Start

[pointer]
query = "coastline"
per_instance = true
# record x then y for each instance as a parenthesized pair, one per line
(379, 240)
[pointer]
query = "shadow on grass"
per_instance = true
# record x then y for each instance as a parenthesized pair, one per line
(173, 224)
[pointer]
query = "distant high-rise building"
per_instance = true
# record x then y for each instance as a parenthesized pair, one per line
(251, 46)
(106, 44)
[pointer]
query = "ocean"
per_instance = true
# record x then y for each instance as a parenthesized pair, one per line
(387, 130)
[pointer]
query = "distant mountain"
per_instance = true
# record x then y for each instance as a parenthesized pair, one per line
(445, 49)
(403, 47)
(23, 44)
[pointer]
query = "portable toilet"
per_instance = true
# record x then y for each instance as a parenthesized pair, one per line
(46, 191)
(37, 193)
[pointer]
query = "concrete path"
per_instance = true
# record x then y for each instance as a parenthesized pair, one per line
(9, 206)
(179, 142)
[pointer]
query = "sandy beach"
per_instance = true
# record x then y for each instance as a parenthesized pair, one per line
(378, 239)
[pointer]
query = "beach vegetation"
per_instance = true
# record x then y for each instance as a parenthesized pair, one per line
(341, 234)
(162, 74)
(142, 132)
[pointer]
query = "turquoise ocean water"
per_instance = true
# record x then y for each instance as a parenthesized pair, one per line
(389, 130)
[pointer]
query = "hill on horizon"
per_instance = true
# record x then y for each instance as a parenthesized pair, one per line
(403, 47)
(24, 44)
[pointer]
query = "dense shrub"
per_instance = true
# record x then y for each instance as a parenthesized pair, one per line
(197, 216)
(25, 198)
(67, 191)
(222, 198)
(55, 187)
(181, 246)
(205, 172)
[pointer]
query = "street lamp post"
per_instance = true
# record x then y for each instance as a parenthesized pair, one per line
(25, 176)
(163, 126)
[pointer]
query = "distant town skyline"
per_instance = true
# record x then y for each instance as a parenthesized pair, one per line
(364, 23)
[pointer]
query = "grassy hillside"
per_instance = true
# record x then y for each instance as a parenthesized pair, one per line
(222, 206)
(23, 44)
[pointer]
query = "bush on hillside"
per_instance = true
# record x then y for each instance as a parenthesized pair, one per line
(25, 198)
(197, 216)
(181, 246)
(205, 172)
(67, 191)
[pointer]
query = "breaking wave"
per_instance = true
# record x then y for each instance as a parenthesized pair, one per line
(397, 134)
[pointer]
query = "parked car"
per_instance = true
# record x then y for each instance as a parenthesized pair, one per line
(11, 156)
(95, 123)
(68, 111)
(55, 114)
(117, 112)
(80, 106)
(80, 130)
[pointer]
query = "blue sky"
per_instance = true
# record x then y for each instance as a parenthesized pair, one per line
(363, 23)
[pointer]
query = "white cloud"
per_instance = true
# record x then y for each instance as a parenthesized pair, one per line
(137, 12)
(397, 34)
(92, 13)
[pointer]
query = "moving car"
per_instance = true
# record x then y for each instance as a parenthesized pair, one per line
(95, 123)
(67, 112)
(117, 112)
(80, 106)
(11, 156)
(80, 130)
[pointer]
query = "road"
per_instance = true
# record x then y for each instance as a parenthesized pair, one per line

End

→ What this task involves:
Count the lines in the material above that contain the string "beach", and reply with only that number.

→ Task solution:
2